Records of labeled points
* * *
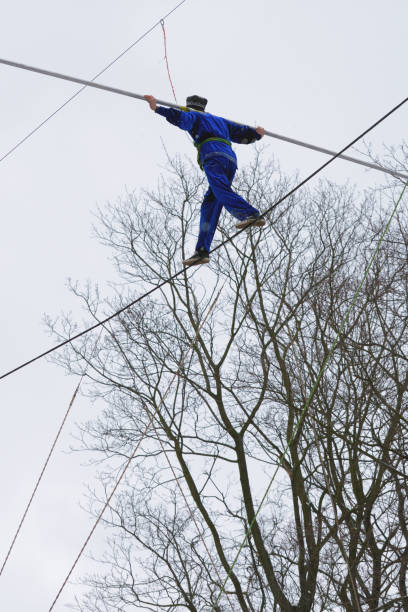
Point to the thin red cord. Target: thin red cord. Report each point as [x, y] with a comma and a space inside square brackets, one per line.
[165, 57]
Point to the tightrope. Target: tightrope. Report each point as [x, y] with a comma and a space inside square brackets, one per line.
[313, 391]
[222, 244]
[131, 94]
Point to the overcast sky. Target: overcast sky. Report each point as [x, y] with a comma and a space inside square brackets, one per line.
[317, 71]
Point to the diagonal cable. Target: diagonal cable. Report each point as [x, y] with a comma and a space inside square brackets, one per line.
[132, 456]
[50, 453]
[225, 242]
[40, 125]
[137, 96]
[314, 388]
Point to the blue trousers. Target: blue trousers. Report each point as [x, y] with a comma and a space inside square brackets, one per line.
[220, 172]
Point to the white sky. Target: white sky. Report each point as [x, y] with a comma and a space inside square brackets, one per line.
[318, 71]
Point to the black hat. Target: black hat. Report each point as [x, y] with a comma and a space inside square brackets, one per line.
[196, 102]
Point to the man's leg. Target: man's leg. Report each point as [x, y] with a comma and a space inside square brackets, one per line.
[220, 173]
[209, 215]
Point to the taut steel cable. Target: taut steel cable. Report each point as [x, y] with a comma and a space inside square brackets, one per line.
[170, 278]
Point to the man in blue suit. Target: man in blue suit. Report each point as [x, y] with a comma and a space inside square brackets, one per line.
[212, 137]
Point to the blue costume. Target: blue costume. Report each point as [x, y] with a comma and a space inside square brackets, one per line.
[212, 136]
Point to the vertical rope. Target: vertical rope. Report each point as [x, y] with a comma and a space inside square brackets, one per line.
[119, 480]
[40, 477]
[166, 58]
[47, 461]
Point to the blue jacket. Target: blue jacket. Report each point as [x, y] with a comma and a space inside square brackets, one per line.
[201, 126]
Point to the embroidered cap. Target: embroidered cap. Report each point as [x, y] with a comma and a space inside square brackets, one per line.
[196, 102]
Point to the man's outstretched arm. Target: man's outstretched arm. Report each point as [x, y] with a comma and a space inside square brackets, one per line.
[183, 120]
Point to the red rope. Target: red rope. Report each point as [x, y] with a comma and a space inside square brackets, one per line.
[165, 57]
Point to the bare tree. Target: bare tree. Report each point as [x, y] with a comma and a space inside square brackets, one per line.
[333, 532]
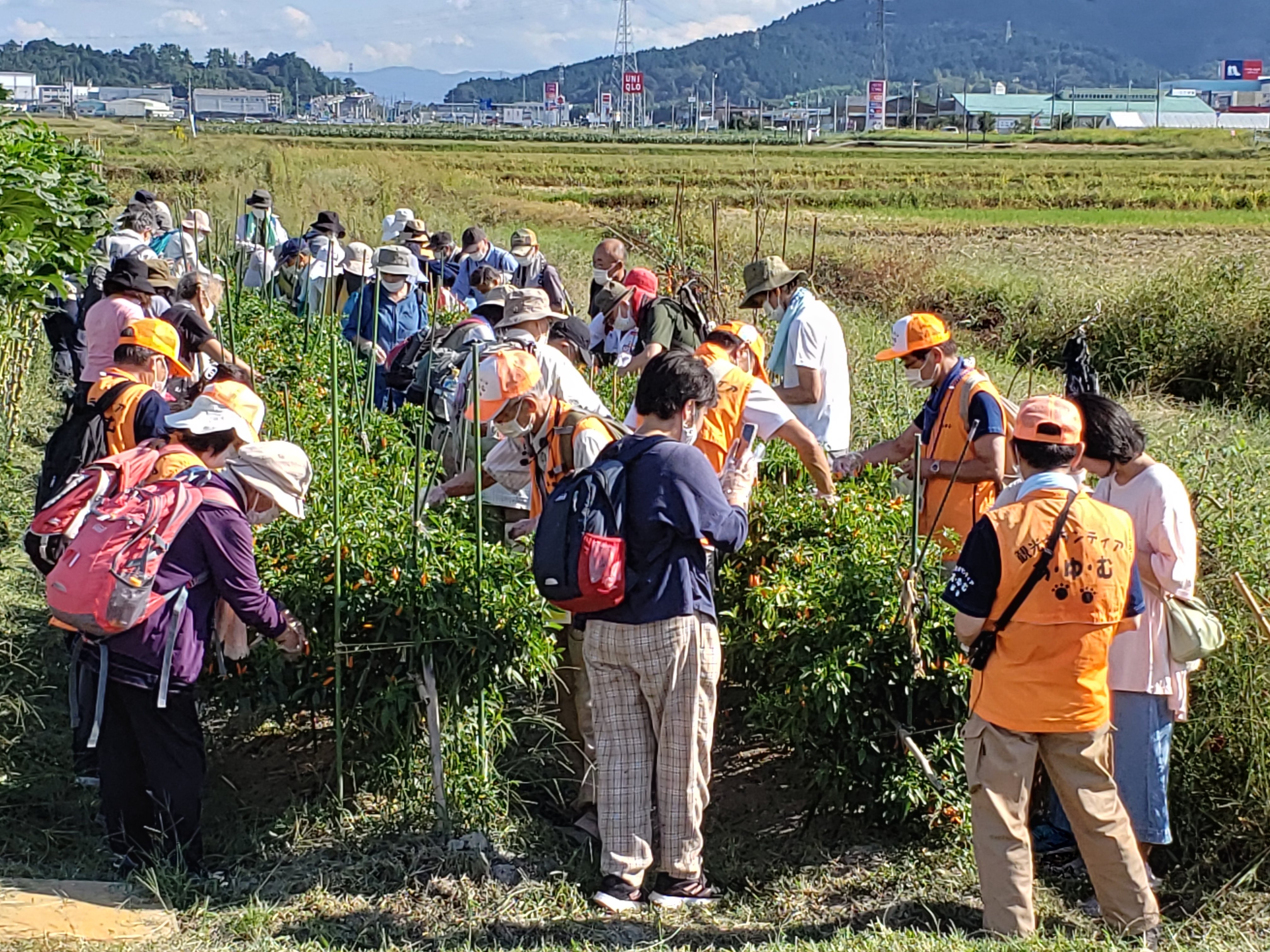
* * *
- [Instructions to follow]:
Please copy all of the data above line for line, without changing anything. Leave the pictures out of your copy.

- [Answer to this problem]:
Point to the thin red cord. Target: thin red cord. Report each point as [x, y] with a comma and a space inside square brackets, one per line.
[165, 57]
Point to the tightrope. Target: tightrope. Report each point as [x, y] with a comma and a space inside square brackets, one per line.
[313, 391]
[222, 244]
[131, 94]
Point to the overcast sky. Target: overcast sky. Report each point as [x, y] with a comma and a space inside square brackets, one per line.
[317, 71]
Point to the diagonal cable. Target: diagonal cable. Report each point as [x, y] with a comma and a space inside square brackets, one per line.
[132, 456]
[50, 453]
[225, 242]
[40, 125]
[137, 96]
[314, 388]
Point to the blue trousers. Target: blue trousers. Report each point as [x, y] with a comma and a space inside square brackets, one per line.
[220, 172]
Point to the white sky. Target: white sky. Report each point as [x, y] with a comma and a space inside square brackets, one per line.
[318, 71]
Point to the black hat. Target: black hat. Report each point as [x, y] with a comma and a space inside square brackets, one per line.
[196, 102]
Point to the man's leg. Target: man's leg. Report each point as [x, y] with a comma and a space inside square brackets, one per line.
[220, 173]
[209, 215]
Point to the taut steel cable. Target: taut steel cable. Report each point as [x, y] with a comma and a space inside square brackets, one per line.
[170, 278]
Point to the man in blue suit. Target: man in blue suit. Report each point as [x, y] with a comma and a space inside square brackets, one per line.
[212, 137]
Point to the blue costume. Target: blue costume. Report each point as [x, y] with a comma and a space inside square brackets, one per line.
[212, 136]
Point to the vertical rope. Target: vertical rope. Report each point as [x, y] with a comma and a space inside square brackets, one per line.
[119, 480]
[40, 477]
[166, 58]
[47, 461]
Point to the blue jacket. Target: blue jacket. Report each point as [x, y] with a comma and a space inside square brackets, one per line.
[201, 126]
Point to the embroidered cap. Target: embroidered cap. Report each point as [x, y] with a comma and a space inside square brackets, one per line.
[196, 102]
Point to the man's outstretched arm. Target: man's outstretched arm. Report each point as [x, y] with a comma and a space inside square brackets, one per line.
[183, 120]
Point to the red rope. Target: red rope. Report each point as [x, y] with a comma and a space inside square brackets, one per line.
[165, 57]
Point to the bare tree. Target: bare tree. Report each point as [x, y] with a comma and a space inside square brackets, one per line.
[333, 532]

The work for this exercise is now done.